[Point-based annotation data]
———

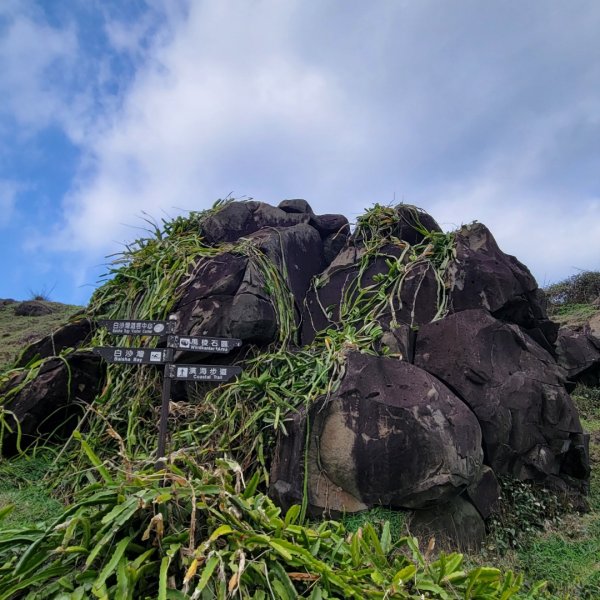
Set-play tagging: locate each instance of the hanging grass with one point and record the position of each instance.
(203, 527)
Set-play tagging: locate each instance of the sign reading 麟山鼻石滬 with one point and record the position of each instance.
(203, 372)
(203, 344)
(135, 356)
(164, 356)
(136, 327)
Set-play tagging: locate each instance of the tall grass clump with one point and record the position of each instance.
(203, 527)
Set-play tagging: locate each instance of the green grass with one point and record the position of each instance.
(22, 486)
(567, 553)
(17, 332)
(572, 315)
(377, 517)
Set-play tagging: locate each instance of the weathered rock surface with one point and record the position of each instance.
(392, 434)
(455, 523)
(228, 295)
(579, 354)
(484, 492)
(529, 423)
(482, 276)
(52, 401)
(485, 386)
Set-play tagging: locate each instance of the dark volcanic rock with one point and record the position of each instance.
(530, 426)
(418, 294)
(454, 524)
(52, 402)
(71, 335)
(482, 276)
(412, 221)
(32, 308)
(295, 206)
(484, 493)
(240, 219)
(579, 354)
(392, 434)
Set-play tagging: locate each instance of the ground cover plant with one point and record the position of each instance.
(537, 533)
(203, 527)
(18, 331)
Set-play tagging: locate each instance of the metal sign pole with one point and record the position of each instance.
(159, 356)
(164, 419)
(164, 407)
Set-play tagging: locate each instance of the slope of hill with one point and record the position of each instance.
(17, 331)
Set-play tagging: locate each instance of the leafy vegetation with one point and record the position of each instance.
(203, 527)
(581, 288)
(18, 331)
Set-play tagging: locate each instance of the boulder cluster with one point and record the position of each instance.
(471, 381)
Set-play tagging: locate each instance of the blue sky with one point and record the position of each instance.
(473, 110)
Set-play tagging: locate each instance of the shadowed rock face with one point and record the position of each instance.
(485, 395)
(228, 296)
(579, 354)
(52, 402)
(482, 276)
(392, 434)
(530, 426)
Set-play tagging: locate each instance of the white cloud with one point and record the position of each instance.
(8, 196)
(475, 111)
(34, 58)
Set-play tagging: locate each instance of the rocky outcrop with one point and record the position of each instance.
(460, 385)
(529, 423)
(229, 296)
(390, 435)
(482, 276)
(579, 354)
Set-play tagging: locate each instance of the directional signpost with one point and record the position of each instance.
(165, 356)
(136, 356)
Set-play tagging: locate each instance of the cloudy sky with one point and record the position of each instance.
(473, 110)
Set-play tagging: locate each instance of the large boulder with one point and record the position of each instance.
(530, 426)
(240, 219)
(346, 278)
(454, 524)
(229, 296)
(391, 434)
(579, 354)
(52, 402)
(482, 276)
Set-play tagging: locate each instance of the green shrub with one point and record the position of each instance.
(524, 510)
(581, 288)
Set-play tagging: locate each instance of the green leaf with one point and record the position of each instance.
(162, 579)
(209, 568)
(112, 564)
(6, 511)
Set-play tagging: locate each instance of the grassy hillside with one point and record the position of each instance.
(18, 331)
(203, 526)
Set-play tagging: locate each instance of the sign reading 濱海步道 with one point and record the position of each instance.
(165, 356)
(203, 372)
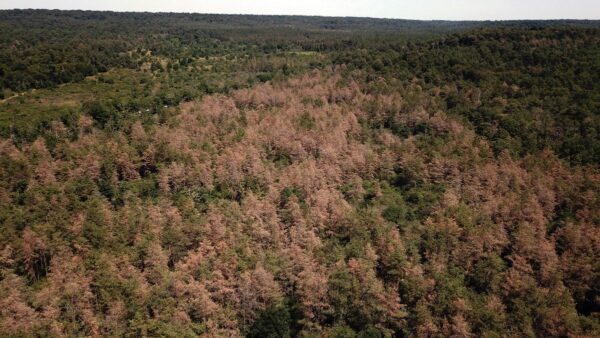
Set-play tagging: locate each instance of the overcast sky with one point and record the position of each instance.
(405, 9)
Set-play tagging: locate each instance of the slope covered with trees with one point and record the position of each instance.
(378, 187)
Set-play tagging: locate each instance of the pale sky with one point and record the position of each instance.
(402, 9)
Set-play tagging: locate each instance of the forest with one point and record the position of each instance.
(184, 175)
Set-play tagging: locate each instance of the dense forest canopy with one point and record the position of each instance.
(273, 176)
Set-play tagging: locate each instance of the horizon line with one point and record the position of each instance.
(293, 15)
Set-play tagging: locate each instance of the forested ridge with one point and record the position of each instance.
(266, 176)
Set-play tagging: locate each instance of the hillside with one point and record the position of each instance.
(379, 178)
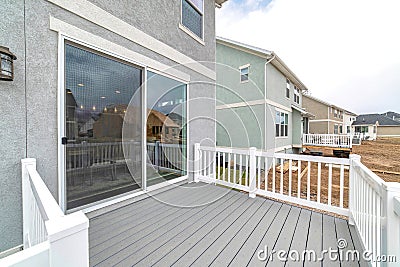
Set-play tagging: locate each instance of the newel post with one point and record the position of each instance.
(391, 225)
(196, 163)
(69, 240)
(354, 160)
(252, 172)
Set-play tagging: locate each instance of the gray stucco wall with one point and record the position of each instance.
(12, 125)
(228, 76)
(157, 18)
(230, 90)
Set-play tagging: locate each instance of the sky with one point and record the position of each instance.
(347, 52)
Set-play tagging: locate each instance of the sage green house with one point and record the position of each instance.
(259, 99)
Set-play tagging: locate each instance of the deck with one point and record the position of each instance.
(203, 225)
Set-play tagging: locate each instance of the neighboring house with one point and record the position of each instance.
(259, 99)
(372, 126)
(76, 59)
(393, 115)
(328, 118)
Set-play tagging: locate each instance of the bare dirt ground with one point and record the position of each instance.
(382, 157)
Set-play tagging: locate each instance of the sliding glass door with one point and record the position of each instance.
(102, 96)
(166, 128)
(118, 128)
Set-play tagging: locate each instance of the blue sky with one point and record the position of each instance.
(347, 52)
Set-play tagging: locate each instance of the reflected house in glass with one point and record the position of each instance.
(101, 98)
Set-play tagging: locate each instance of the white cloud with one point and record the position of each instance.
(345, 51)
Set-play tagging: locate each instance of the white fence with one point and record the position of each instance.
(328, 140)
(342, 186)
(50, 238)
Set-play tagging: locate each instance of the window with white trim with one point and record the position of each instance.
(287, 88)
(192, 15)
(336, 129)
(296, 95)
(281, 124)
(244, 73)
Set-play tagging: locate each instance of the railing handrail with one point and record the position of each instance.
(66, 236)
(330, 140)
(374, 205)
(47, 205)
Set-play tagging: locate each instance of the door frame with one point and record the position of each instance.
(61, 120)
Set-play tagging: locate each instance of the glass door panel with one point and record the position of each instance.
(102, 95)
(166, 129)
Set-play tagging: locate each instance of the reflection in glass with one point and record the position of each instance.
(98, 159)
(166, 128)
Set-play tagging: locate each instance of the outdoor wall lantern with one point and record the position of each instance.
(6, 64)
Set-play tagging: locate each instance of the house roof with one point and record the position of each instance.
(276, 61)
(392, 115)
(220, 2)
(372, 119)
(330, 105)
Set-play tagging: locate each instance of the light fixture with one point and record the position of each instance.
(6, 64)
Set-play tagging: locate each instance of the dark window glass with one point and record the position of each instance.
(192, 18)
(166, 148)
(99, 162)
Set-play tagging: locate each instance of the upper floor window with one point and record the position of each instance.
(192, 16)
(244, 73)
(287, 88)
(281, 124)
(296, 95)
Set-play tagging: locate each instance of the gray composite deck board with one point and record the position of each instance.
(329, 240)
(143, 214)
(235, 243)
(160, 244)
(120, 244)
(299, 241)
(208, 225)
(314, 239)
(357, 244)
(342, 229)
(286, 236)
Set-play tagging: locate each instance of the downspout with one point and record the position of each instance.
(265, 99)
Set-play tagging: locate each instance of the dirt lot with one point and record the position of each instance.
(381, 156)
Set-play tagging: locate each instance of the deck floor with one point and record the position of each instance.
(207, 225)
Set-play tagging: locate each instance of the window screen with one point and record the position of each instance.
(192, 16)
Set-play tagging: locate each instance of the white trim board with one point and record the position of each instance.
(255, 103)
(326, 120)
(100, 17)
(102, 44)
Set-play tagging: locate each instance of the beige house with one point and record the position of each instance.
(328, 118)
(372, 126)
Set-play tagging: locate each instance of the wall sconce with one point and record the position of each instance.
(6, 64)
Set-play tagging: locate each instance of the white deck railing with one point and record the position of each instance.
(328, 140)
(50, 238)
(97, 155)
(342, 186)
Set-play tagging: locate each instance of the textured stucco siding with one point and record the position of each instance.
(318, 109)
(296, 128)
(158, 18)
(241, 127)
(320, 127)
(388, 131)
(12, 125)
(230, 89)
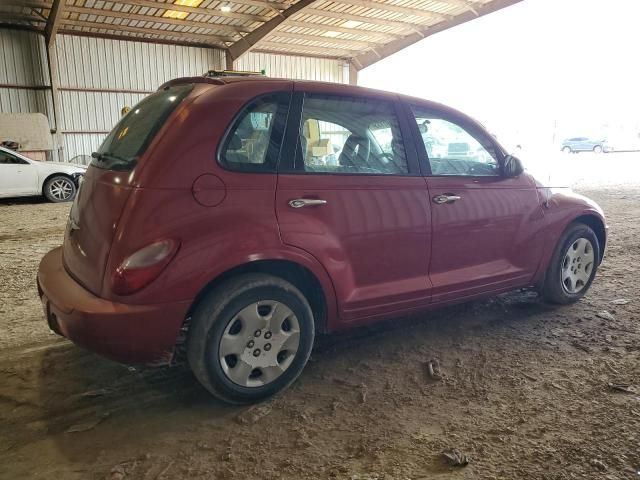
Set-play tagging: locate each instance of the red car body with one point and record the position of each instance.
(380, 247)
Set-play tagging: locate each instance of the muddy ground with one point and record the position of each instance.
(524, 394)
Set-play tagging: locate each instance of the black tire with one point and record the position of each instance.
(554, 290)
(211, 318)
(53, 192)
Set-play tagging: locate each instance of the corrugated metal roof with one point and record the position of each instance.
(349, 29)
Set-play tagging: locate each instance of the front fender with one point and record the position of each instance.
(562, 206)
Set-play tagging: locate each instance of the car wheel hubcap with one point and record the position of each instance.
(61, 189)
(577, 266)
(259, 343)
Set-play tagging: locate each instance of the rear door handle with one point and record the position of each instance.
(306, 202)
(445, 198)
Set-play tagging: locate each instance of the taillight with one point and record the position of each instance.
(142, 267)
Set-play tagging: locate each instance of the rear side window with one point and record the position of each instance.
(345, 135)
(134, 132)
(253, 142)
(453, 149)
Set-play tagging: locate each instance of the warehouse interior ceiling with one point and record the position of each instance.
(359, 31)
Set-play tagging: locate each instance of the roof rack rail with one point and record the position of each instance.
(233, 73)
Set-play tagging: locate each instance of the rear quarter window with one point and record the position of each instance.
(129, 139)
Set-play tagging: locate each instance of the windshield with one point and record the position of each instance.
(132, 135)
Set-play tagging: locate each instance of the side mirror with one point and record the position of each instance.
(512, 167)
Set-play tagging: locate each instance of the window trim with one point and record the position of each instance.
(290, 152)
(467, 124)
(274, 152)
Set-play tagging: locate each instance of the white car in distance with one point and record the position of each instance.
(21, 177)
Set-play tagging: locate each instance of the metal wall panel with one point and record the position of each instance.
(289, 66)
(99, 76)
(23, 63)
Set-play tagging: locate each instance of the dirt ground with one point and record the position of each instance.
(525, 389)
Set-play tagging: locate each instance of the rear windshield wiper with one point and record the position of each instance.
(101, 157)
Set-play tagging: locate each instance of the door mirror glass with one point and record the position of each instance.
(512, 167)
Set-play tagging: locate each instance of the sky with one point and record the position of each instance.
(536, 71)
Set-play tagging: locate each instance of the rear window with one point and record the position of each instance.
(132, 135)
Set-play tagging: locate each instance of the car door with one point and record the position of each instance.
(350, 193)
(486, 227)
(17, 176)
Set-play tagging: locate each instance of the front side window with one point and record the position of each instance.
(344, 135)
(126, 143)
(253, 142)
(451, 148)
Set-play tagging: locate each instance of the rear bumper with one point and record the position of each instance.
(125, 333)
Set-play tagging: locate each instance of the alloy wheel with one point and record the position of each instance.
(259, 343)
(577, 266)
(61, 189)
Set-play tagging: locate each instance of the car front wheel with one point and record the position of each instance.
(59, 189)
(573, 265)
(250, 338)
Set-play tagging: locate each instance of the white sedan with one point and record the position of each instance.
(20, 177)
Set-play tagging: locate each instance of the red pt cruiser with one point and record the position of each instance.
(236, 217)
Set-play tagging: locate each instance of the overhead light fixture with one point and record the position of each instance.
(175, 14)
(188, 3)
(351, 24)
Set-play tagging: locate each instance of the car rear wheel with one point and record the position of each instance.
(573, 265)
(59, 189)
(250, 338)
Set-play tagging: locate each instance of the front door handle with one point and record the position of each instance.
(445, 198)
(306, 202)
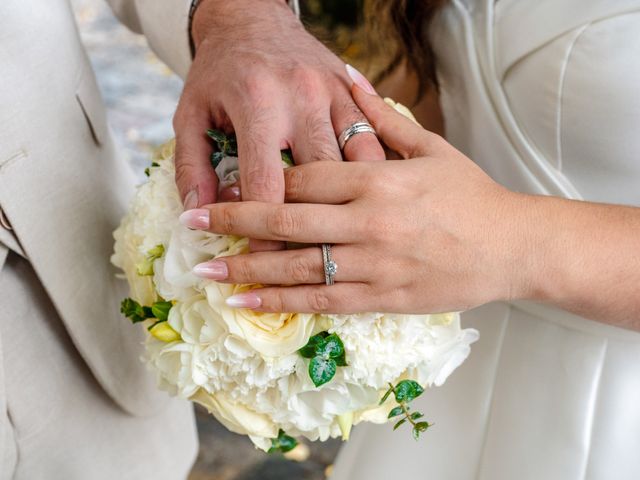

———

*Objective:*
Count how many lines of the material contain the string "window", with uppercase and lowercase letters treated as different, and reply with only the number.

*Exercise solution:*
9